Passage:
« Garagepunx » Hideout: Bibliodiscoteque #22
Hideout: Bibliodiscoteque #22
Philip K. Dick
“It reminds me of a headline that appeared in a California newspaper just before I flew here. SCIENTISTS SAY THAT MICE CANNOT BE MADE TO LOOK LIKE HUMAN BEINGS. It was a federally funded research program, I suppose. Just think: Someone in this world is an authority on the topic of whether mice can or cannot put on two-tone shoes, derby hats, pinstriped shirts, and Dacron pants, and pass as humans.”
- Philip K. Dick
On of the greatest casualties of this internet fad is the hard search. As a young, impressionable, college student, I traveled around the Lehigh Valley on my Saturday afternoons digging through every yard sale, used book shop, and antique store, on a single-minded quest for Philip K. Dick novels.
I got to know the area really well, met great people, and experienced life in a way most will not. Book collecting for me is not the simple act of trophy hunting, but a reason to be out and about. Certainly the wonderful world of the internet puts rare and low print books directly into my grubby greedy hands, but in the least personal way possible. There is no humanity to the web; despite the over abundance of social networking.

Problem:
Reproduce the Bibliodiscoteque post above in full, keeping every word and line unchanged.

Dataset entries:
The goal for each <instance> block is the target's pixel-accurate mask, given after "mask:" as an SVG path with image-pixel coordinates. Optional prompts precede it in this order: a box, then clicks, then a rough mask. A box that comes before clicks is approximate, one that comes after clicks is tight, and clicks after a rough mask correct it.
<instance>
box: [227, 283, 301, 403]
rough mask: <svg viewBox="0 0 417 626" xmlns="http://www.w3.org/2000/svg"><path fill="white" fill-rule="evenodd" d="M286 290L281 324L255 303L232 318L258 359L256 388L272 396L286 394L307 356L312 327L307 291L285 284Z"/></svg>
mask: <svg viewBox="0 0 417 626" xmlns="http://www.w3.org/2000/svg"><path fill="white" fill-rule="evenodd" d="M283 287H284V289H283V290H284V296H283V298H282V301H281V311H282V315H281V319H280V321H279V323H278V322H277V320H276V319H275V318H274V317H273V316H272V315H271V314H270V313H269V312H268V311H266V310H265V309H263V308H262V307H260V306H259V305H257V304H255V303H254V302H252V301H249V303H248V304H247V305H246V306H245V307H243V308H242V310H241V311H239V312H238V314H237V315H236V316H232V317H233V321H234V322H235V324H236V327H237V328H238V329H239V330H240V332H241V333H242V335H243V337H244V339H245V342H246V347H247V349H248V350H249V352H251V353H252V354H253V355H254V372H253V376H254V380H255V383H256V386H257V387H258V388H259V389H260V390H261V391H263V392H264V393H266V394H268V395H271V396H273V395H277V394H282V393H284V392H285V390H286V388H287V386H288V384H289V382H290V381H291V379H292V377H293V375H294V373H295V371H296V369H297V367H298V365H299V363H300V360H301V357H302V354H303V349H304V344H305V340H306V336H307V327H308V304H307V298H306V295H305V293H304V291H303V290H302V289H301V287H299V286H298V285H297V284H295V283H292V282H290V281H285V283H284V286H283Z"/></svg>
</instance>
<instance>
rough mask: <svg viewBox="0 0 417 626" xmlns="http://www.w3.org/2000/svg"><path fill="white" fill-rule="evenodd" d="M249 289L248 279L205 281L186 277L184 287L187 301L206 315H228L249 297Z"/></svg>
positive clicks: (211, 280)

The completed task:
« Garagepunx » Hideout: Bibliodiscoteque #22
Hideout: Bibliodiscoteque #22
Philip K. Dick
“It reminds me of a headline that appeared in a California newspaper just before I flew here. SCIENTISTS SAY THAT MICE CANNOT BE MADE TO LOOK LIKE HUMAN BEINGS. It was a federally funded research program, I suppose. Just think: Someone in this world is an authority on the topic of whether mice can or cannot put on two-tone shoes, derby hats, pinstriped shirts, and Dacron pants, and pass as humans.”
- Philip K. Dick
On of the greatest casualties of this internet fad is the hard search. As a young, impressionable, college student, I traveled around the Lehigh Valley on my Saturday afternoons digging through every yard sale, used book shop, and antique store, on a single-minded quest for Philip K. Dick novels.
I got to know the area really well, met great people, and experienced life in a way most will not. Book collecting for me is not the simple act of trophy hunting, but a reason to be out and about. Certainly the wonderful world of the internet puts rare and low print books directly into my grubby greedy hands, but in the least personal way possible. There is no humanity to the web; despite the over abundance of social networking.